- _PROBLEM STATEMENT_
Please lay out the records below as a numbered list, one line per item, leaving out any blank lines.
-----
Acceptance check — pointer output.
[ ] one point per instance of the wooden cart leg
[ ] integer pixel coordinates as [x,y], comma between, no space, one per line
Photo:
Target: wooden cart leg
-----
- _ANSWER FOR THE TASK_
1. Acceptance check — pointer output.
2. [ ] one point per instance of the wooden cart leg
3. [ ] integer pixel coordinates as [x,y], comma between, no space, one per line
4. Photo:
5. Target: wooden cart leg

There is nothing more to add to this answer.